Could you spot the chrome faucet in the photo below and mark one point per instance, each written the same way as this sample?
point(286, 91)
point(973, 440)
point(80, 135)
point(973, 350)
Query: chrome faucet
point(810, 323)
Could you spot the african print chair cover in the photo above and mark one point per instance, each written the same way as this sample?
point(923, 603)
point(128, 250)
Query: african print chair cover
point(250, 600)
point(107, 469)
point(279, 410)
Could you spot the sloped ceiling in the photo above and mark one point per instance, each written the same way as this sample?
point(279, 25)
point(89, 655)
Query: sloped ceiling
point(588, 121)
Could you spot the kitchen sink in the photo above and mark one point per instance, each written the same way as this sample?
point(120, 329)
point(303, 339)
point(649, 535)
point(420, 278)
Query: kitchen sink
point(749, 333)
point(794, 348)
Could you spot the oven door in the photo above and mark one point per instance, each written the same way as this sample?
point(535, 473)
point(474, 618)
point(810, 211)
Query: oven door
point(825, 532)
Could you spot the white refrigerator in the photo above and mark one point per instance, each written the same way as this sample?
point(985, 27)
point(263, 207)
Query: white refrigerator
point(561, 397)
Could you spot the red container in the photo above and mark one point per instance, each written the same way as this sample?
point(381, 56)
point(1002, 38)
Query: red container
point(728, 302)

##############################

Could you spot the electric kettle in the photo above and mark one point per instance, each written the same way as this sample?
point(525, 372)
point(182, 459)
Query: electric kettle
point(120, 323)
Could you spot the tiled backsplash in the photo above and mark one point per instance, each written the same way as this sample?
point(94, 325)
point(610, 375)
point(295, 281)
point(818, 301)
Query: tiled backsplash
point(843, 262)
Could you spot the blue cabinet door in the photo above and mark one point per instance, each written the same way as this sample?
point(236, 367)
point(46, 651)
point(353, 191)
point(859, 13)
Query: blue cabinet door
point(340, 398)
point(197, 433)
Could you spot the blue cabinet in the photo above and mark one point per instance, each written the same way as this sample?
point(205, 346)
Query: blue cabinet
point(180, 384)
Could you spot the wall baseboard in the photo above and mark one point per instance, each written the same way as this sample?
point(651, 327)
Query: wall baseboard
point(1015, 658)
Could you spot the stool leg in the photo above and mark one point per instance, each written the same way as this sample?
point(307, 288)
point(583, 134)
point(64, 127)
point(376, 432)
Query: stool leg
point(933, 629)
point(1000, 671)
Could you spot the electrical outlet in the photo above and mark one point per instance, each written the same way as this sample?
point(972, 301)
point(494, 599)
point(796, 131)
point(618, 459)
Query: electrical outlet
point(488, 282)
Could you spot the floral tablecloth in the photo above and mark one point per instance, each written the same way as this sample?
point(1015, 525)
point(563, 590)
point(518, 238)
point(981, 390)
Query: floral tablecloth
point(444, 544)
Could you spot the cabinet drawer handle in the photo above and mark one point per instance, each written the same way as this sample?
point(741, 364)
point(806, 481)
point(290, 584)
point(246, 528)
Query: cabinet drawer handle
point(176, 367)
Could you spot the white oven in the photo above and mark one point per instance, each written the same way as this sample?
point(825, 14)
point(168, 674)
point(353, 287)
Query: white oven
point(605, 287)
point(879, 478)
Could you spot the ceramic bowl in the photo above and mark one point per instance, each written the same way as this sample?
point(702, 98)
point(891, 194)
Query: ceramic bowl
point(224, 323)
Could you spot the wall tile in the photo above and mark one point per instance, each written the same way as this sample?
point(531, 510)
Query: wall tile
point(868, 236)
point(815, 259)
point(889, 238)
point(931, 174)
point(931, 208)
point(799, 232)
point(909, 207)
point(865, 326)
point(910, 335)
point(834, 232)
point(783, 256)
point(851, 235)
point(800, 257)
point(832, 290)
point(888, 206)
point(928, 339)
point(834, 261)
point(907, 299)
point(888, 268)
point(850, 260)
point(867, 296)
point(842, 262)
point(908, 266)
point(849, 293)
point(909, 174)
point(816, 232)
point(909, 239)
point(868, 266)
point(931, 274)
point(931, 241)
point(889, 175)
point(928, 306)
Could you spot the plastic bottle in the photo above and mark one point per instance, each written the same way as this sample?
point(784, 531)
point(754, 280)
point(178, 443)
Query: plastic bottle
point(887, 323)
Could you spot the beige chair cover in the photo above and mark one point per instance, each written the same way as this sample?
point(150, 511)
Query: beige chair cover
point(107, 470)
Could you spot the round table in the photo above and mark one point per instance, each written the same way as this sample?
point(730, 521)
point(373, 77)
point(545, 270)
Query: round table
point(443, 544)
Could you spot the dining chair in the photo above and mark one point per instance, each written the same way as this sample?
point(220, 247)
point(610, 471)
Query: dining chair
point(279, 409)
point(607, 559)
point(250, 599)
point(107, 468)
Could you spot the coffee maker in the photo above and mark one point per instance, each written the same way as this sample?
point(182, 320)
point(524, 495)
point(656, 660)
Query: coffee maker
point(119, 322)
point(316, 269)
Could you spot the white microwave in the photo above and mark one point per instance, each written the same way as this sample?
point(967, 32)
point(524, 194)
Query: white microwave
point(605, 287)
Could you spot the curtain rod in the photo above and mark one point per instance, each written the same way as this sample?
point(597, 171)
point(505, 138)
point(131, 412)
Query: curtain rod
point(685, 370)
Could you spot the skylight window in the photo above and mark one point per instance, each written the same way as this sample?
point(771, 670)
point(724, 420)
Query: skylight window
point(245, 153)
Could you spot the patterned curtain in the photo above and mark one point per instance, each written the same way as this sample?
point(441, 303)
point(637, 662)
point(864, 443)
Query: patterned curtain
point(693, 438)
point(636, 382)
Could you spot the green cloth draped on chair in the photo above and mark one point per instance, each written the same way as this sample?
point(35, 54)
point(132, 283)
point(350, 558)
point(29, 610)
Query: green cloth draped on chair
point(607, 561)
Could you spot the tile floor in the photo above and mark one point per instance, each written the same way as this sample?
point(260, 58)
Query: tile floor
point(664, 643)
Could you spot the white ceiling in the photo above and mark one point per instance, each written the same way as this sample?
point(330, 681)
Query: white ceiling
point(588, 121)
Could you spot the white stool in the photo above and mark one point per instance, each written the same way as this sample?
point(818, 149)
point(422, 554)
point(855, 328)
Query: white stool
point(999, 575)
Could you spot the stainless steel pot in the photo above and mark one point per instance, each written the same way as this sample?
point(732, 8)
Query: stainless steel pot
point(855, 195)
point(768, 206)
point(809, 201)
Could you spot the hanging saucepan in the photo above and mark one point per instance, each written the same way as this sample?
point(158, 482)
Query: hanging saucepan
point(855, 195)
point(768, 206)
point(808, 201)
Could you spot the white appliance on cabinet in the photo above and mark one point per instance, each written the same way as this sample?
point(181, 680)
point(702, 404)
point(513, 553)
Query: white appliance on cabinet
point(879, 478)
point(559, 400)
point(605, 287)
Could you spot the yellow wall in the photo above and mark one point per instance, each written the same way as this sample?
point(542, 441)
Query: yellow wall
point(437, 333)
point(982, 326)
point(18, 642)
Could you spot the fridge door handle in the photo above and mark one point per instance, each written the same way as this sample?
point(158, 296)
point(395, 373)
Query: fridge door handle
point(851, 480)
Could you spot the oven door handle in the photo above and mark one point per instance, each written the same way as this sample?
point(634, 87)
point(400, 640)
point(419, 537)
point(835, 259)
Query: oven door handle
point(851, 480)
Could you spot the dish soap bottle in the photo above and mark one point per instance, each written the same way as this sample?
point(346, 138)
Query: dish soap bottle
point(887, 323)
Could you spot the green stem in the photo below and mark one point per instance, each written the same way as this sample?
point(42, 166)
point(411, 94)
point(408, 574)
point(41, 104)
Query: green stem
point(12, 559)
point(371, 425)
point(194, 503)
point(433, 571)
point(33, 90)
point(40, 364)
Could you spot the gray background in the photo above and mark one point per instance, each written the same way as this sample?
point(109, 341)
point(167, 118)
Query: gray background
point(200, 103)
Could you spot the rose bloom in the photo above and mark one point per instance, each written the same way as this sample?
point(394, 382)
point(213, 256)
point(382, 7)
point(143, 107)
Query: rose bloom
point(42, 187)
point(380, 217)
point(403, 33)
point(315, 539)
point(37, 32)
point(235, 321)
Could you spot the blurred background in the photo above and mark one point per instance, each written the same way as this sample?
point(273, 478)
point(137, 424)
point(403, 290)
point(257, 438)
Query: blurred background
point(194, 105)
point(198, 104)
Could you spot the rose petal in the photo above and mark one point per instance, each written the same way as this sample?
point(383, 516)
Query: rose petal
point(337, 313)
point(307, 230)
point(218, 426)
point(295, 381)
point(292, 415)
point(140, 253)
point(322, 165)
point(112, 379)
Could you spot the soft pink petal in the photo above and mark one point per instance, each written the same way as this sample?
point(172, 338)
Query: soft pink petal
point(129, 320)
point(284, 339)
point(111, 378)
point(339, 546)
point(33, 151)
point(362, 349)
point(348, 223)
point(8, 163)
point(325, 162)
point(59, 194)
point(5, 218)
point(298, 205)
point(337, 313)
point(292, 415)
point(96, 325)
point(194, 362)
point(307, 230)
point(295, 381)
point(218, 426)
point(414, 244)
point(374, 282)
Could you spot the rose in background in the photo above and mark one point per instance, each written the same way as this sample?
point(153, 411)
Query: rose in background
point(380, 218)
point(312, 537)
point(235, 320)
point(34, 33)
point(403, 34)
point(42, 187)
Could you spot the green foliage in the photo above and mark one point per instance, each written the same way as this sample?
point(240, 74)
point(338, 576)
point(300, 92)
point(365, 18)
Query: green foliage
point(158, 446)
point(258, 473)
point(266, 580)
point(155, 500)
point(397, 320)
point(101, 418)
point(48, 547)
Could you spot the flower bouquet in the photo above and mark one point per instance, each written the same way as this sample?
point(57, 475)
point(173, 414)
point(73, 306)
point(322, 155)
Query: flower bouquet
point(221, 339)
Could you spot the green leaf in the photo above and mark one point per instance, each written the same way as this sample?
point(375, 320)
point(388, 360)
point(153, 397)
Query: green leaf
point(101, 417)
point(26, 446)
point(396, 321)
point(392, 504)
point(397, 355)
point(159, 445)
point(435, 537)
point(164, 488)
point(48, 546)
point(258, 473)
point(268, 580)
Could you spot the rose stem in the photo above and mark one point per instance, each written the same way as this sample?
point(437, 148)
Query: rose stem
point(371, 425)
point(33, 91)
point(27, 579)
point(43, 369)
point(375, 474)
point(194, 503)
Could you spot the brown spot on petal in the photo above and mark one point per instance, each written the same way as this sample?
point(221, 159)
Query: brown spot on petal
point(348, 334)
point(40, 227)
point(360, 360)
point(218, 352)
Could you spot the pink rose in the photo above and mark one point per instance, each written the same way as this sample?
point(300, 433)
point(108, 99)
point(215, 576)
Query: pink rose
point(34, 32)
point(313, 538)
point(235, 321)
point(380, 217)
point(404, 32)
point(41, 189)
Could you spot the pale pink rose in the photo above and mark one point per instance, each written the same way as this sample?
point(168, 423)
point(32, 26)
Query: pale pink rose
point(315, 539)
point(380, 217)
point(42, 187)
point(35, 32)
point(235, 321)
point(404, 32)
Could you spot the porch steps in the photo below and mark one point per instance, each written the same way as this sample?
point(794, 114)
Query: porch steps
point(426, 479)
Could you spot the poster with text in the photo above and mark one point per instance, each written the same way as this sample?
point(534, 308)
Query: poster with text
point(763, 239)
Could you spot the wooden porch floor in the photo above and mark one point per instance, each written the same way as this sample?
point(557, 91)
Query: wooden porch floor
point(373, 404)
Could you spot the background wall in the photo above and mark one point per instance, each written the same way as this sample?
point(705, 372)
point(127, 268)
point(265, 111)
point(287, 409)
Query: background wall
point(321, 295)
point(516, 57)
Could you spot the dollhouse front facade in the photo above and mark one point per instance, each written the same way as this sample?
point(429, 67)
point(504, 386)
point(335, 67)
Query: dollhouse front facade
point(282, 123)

##############################

What is required: Counting only lines that contain the string "below", how many are there in the data above? Give the number alone.

Answer box: 3